### GOAL
Put each line of the rows below into a Markdown table with the columns "Number" and "Line", starting at the line that contains "Where can the doormat" and ending at the last line of the rows. Number the lines in order and leave out any blank lines.

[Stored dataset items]
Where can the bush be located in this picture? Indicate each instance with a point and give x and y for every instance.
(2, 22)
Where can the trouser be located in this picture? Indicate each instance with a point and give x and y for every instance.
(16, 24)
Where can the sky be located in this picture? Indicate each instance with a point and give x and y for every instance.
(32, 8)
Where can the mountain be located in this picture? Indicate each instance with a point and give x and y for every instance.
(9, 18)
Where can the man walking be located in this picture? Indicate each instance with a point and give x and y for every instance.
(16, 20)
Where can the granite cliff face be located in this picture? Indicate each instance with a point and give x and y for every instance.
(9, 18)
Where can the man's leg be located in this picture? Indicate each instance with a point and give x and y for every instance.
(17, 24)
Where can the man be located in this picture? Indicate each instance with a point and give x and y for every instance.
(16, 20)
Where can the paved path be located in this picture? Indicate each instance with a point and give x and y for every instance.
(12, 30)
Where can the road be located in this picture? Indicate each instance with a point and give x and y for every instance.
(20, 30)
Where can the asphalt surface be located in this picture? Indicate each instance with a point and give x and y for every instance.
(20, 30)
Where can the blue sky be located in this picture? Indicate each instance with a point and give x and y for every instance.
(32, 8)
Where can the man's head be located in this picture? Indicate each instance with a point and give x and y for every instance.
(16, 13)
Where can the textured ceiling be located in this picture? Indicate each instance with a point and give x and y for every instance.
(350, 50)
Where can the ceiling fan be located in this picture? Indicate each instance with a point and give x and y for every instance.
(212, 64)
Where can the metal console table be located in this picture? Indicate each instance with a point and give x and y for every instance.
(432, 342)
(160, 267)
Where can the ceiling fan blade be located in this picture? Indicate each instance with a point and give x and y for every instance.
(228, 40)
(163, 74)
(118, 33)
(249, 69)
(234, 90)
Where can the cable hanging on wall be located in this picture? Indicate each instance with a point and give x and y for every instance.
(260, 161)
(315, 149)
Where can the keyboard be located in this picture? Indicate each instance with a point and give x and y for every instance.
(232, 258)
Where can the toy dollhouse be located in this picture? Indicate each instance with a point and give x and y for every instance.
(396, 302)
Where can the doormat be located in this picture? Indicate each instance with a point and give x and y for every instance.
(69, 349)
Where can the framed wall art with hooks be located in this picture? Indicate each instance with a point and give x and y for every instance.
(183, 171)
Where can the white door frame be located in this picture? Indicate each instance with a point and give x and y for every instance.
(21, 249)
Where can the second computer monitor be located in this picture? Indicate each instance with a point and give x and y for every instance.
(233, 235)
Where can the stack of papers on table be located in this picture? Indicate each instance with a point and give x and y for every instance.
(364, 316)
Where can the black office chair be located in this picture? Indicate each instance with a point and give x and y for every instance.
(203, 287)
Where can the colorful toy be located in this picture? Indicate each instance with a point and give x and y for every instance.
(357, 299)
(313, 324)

### CORRECT RESPONSE
| Number | Line |
|---|---|
| 1 | Where can the doormat be located in this picture? Indicate each instance with a point and give x and y for every instance. |
| 2 | (69, 349) |
| 3 | Where can the framed wall art with hooks be located in this picture? Indicate each instance with a point and give x and y for every instance. |
| 4 | (183, 171) |
| 5 | Where can the white door frame be located in this picture? Indicate each instance with a point and give x and y for every instance. |
| 6 | (21, 249) |
| 7 | Where can the second computer monitor be located in this picture? Indicate each instance with a point and give x and y for every instance. |
| 8 | (233, 235) |
| 9 | Where can the stack of papers on table be located in this picture? Indicate each instance with a point and give x and y for every instance. |
| 10 | (364, 316) |
| 11 | Where can the black office chair be located in this picture? Indicate each instance with a point and give x and y for every instance. |
| 12 | (203, 287) |
| 13 | Where can the colorful toy be located in this picture? Indicate each instance with a point and give x and y for every instance. |
| 14 | (357, 299) |
| 15 | (313, 324) |